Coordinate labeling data
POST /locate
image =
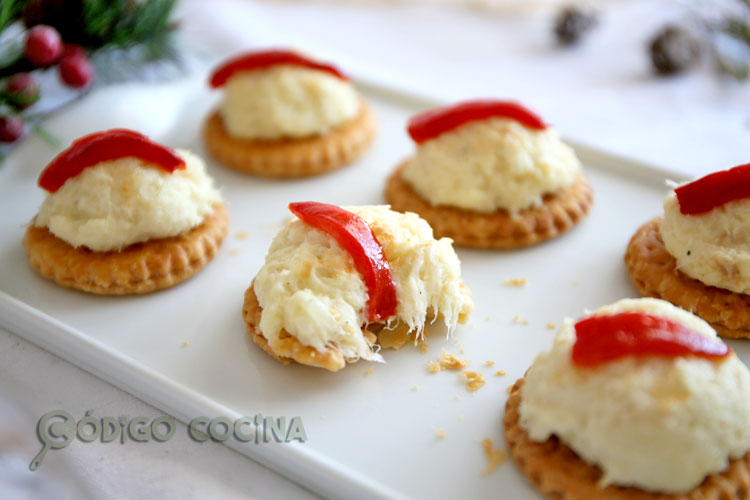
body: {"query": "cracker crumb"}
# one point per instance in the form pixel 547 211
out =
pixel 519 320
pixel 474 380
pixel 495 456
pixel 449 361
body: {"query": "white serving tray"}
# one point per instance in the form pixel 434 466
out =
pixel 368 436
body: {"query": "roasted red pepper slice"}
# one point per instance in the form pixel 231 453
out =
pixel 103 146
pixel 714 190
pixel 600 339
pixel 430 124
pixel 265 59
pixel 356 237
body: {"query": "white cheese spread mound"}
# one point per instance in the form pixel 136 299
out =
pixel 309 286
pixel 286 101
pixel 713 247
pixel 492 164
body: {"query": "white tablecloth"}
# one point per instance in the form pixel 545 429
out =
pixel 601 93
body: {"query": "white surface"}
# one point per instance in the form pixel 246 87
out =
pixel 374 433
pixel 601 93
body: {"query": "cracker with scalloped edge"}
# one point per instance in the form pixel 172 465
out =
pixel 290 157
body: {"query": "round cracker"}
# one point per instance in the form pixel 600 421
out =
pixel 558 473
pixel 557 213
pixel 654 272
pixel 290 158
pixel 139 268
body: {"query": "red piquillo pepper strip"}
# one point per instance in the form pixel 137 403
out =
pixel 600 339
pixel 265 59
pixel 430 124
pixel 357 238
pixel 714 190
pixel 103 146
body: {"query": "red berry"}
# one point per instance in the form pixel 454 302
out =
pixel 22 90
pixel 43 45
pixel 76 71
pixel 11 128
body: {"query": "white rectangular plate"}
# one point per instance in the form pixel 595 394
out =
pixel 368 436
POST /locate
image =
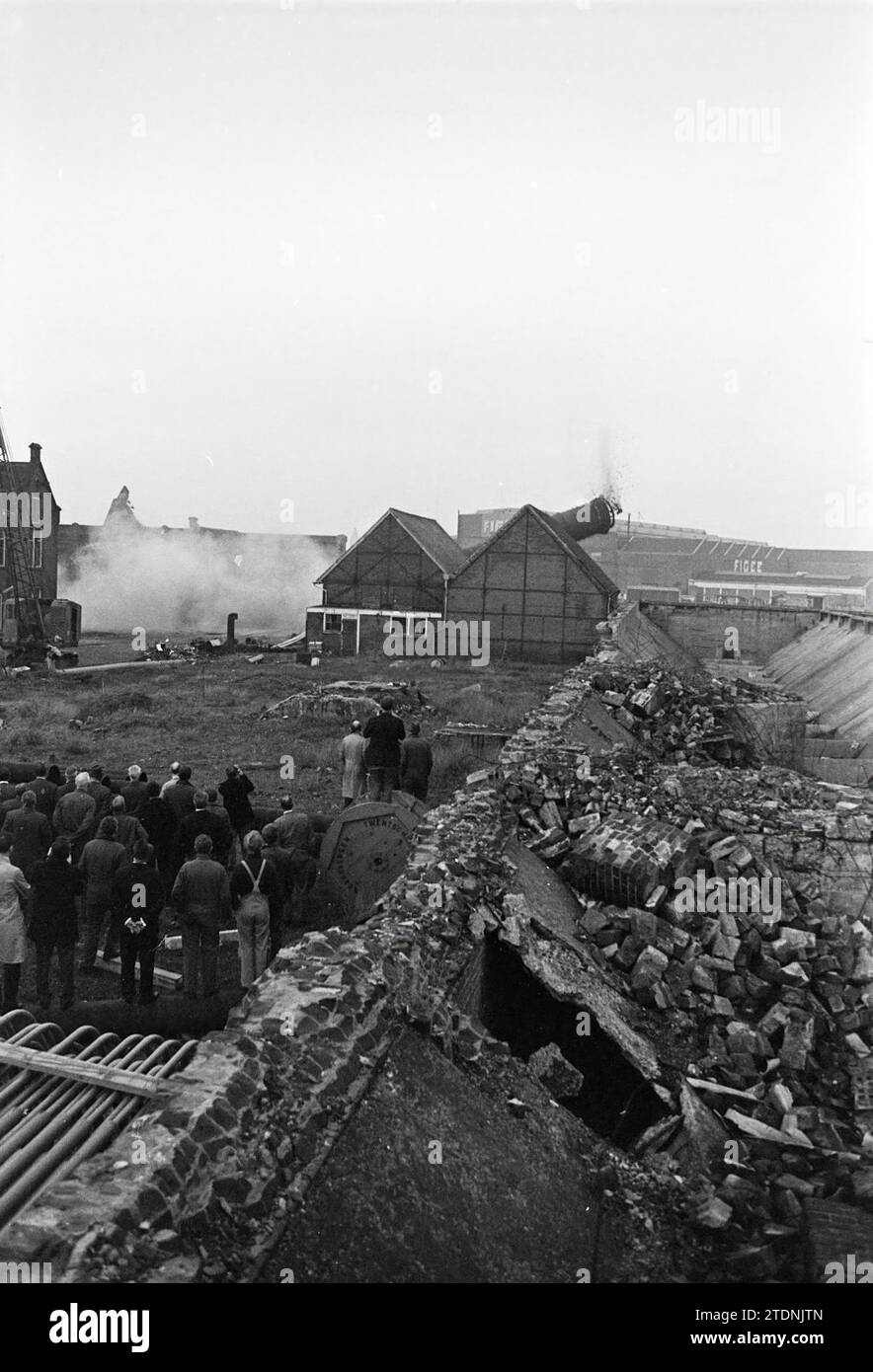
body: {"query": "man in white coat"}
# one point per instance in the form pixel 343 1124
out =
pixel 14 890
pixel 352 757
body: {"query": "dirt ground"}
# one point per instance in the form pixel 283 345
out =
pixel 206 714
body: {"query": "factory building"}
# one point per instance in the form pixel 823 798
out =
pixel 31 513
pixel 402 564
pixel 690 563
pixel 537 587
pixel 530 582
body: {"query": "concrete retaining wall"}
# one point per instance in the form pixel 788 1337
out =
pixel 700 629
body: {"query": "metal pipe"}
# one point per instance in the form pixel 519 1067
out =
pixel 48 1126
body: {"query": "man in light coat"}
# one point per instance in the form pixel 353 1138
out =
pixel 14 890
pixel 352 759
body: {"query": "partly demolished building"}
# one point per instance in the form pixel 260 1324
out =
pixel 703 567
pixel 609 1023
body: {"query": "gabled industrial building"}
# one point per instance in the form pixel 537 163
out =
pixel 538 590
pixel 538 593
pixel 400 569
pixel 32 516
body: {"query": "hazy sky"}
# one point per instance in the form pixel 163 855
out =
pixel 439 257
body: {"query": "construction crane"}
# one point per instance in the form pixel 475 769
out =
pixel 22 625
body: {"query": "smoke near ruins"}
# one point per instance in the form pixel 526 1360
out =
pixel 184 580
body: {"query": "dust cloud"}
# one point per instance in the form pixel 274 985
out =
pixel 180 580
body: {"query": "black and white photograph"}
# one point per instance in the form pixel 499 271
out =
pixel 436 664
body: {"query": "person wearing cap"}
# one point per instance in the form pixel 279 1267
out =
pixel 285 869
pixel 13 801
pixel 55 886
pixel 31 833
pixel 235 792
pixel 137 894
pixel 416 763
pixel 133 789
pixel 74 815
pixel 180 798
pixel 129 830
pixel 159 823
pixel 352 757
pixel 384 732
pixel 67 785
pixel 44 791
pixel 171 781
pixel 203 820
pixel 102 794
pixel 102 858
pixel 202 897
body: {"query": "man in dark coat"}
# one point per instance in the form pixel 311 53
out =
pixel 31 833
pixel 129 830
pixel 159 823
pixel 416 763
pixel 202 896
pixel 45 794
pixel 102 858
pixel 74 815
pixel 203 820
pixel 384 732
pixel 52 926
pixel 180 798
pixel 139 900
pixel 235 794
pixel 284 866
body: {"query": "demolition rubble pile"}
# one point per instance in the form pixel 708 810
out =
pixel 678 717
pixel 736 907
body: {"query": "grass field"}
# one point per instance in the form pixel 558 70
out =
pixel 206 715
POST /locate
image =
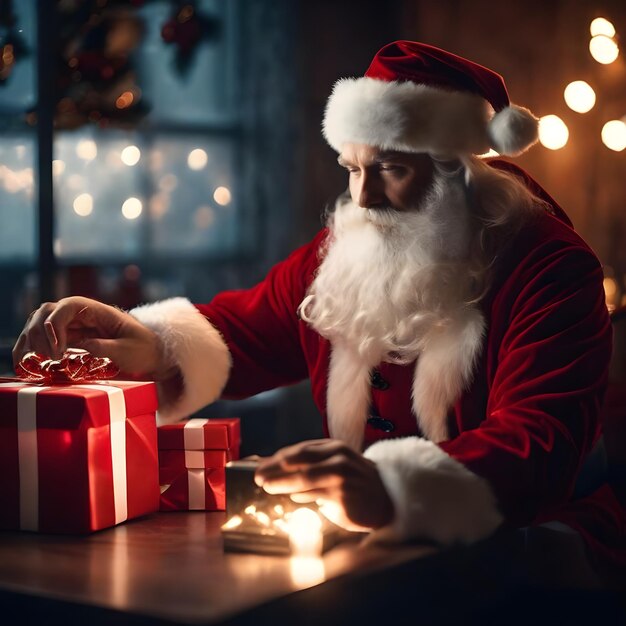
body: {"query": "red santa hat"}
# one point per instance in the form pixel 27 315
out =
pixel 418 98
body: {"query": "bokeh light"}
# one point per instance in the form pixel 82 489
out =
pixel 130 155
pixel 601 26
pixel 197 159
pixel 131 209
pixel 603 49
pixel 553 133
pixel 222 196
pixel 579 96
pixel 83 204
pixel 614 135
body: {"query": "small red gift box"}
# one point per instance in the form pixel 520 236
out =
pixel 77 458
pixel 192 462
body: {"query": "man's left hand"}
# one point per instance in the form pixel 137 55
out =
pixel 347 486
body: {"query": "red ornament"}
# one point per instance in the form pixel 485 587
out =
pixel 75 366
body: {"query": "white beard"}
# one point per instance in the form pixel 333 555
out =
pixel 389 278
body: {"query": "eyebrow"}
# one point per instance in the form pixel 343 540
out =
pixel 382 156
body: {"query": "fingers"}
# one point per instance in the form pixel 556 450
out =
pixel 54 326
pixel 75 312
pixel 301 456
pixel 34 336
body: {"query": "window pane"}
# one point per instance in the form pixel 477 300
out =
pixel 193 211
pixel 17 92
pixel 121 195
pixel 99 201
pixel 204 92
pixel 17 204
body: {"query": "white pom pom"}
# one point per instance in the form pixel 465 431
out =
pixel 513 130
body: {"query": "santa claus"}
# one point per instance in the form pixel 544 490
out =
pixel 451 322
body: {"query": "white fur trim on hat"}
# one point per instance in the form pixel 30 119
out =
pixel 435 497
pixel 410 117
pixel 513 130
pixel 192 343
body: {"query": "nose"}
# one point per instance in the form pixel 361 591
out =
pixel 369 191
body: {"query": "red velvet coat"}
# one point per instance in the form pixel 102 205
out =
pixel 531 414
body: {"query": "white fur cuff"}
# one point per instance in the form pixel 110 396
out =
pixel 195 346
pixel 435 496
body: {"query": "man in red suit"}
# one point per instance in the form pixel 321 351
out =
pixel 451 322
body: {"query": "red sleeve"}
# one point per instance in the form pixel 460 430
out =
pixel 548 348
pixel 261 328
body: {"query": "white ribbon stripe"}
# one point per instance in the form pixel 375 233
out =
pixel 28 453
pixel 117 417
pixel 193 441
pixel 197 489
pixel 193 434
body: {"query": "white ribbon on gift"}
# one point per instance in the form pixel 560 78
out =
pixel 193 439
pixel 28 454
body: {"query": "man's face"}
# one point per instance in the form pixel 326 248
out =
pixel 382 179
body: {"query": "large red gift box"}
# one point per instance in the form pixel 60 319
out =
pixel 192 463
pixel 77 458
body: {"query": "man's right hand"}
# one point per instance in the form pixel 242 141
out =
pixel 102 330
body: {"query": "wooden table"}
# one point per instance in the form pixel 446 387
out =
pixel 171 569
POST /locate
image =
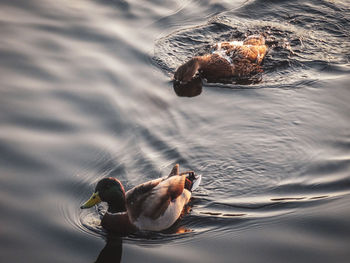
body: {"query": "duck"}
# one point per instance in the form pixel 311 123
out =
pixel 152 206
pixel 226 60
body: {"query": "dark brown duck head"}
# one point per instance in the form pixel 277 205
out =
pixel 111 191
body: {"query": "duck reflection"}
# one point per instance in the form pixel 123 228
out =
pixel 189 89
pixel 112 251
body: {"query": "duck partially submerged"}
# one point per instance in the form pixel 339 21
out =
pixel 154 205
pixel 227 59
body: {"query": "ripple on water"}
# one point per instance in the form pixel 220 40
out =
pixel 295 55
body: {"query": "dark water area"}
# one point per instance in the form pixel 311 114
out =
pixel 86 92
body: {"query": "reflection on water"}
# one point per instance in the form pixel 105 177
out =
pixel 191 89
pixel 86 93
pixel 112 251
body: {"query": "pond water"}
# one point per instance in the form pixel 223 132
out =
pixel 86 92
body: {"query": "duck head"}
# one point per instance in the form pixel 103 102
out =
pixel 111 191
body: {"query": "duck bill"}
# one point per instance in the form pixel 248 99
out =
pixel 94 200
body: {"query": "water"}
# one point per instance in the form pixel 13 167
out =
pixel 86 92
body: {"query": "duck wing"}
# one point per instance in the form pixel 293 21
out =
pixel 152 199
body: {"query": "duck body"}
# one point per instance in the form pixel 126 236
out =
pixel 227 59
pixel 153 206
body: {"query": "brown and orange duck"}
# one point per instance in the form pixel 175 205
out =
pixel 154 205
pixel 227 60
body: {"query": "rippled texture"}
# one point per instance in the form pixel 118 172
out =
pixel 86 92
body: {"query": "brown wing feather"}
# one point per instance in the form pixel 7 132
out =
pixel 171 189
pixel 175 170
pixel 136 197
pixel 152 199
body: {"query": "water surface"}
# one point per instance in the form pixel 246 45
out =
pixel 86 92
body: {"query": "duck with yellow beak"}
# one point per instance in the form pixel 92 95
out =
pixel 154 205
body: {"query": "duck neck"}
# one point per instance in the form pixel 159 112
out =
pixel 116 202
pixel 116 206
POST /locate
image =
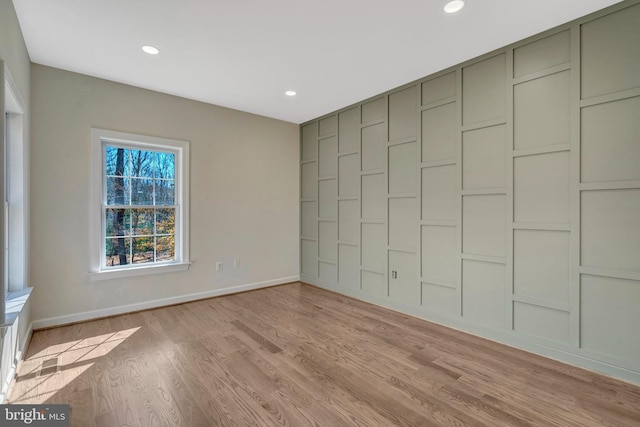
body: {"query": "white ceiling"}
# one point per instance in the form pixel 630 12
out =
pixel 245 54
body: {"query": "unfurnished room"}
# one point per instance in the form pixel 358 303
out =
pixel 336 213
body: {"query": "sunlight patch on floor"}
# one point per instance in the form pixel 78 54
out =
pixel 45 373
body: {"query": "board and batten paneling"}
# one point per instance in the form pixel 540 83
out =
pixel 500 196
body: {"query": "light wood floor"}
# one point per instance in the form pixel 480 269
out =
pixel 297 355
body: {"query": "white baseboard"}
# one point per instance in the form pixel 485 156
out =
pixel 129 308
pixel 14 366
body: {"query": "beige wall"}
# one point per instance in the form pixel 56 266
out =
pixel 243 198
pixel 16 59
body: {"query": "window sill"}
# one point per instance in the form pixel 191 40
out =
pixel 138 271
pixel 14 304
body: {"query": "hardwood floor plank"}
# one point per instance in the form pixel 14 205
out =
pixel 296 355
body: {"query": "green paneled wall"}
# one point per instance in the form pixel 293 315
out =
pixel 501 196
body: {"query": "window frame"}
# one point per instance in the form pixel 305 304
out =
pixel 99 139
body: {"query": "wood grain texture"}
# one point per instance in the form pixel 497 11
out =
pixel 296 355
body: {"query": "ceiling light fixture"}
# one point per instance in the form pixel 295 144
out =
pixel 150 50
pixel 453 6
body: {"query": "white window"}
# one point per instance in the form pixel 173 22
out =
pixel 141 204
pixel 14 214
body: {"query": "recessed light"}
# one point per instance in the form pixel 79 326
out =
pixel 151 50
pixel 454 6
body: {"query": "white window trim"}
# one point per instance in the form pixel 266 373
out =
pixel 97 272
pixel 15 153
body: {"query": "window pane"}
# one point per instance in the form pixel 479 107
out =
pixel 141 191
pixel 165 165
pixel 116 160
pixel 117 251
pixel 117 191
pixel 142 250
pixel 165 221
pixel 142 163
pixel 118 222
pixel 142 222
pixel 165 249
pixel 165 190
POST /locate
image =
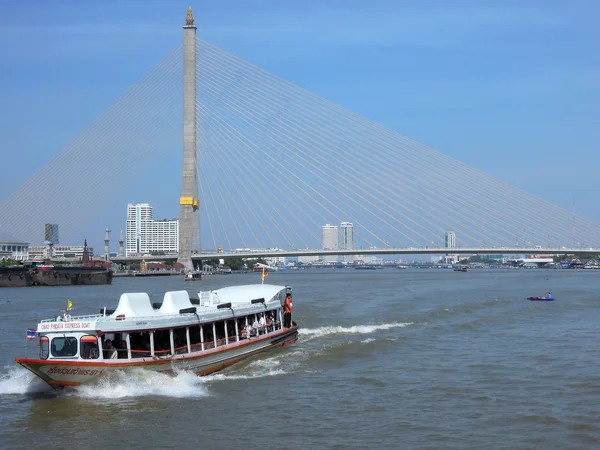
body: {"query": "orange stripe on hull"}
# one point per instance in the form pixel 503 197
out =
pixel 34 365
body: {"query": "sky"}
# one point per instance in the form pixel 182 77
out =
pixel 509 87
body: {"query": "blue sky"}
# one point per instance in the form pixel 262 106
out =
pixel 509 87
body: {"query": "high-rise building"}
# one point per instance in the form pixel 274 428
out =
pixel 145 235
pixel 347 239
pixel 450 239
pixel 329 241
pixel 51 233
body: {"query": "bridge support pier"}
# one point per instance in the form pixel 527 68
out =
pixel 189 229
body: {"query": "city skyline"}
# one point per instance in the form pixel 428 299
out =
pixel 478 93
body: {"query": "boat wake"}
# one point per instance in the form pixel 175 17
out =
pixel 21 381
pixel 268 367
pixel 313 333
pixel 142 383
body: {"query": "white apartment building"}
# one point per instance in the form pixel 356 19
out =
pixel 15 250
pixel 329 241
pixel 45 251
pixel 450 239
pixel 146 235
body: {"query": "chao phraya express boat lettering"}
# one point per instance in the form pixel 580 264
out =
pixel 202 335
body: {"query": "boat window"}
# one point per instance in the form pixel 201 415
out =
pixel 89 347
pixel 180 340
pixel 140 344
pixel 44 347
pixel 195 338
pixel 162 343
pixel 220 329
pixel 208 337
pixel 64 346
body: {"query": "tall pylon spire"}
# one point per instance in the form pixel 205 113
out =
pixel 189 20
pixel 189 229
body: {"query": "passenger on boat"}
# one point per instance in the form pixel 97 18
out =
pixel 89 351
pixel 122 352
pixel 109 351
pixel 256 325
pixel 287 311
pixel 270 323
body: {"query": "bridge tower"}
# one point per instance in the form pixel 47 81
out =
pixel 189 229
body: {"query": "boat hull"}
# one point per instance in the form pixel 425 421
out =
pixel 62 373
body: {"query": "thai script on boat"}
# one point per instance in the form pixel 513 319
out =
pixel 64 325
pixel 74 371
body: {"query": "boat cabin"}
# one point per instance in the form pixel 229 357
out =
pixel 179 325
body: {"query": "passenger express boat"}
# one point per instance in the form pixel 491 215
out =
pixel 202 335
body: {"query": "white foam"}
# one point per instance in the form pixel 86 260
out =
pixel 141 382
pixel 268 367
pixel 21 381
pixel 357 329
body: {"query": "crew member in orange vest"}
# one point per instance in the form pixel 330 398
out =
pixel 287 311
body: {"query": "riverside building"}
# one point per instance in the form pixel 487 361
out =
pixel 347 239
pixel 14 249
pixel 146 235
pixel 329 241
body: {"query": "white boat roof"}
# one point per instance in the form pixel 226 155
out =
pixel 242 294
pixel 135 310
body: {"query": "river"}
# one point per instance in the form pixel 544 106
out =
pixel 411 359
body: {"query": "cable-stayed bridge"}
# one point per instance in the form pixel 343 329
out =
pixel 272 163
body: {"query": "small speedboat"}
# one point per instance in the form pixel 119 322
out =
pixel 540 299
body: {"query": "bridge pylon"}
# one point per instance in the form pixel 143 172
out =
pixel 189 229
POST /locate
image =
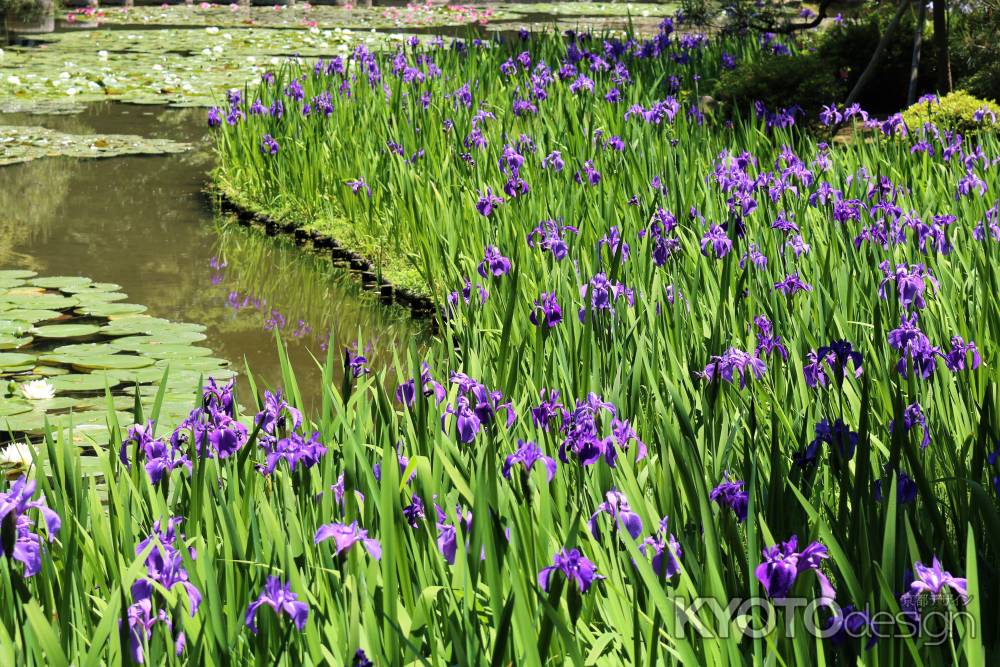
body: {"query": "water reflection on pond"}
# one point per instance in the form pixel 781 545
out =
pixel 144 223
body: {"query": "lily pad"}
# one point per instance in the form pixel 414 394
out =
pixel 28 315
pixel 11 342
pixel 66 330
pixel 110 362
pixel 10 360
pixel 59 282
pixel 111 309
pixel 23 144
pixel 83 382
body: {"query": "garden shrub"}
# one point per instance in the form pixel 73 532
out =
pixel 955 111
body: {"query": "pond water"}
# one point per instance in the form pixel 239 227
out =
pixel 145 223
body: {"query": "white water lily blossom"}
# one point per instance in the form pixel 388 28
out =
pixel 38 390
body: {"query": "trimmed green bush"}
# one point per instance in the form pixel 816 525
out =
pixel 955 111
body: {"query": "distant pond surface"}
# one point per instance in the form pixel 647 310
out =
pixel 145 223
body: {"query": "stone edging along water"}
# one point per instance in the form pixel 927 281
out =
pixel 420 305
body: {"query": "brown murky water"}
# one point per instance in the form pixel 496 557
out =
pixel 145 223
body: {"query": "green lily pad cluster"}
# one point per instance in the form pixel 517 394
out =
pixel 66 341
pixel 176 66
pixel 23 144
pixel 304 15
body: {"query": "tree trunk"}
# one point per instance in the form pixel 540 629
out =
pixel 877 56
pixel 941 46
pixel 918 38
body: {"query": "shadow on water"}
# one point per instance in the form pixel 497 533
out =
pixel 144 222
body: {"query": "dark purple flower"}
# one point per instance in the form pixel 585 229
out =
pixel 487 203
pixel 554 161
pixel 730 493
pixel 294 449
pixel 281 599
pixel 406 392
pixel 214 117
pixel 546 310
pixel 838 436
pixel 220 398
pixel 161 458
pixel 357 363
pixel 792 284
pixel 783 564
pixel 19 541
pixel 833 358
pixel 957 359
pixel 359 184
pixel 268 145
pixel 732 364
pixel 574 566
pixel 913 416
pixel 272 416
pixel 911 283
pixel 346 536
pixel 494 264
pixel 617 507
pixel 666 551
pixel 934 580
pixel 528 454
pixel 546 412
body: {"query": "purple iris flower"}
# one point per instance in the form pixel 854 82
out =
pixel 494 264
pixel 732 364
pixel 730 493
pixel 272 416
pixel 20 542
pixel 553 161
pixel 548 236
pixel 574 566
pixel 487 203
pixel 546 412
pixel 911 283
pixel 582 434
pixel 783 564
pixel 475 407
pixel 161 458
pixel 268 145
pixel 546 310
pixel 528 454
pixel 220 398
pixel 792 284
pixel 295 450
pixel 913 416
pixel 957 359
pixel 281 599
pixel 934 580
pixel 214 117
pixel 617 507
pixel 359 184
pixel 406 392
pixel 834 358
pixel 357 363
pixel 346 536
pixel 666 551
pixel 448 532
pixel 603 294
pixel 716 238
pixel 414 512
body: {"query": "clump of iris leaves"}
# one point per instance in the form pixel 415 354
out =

• Written request: State how many lines in the rows contain the word "small", giving only the number.

• Solved problem: 2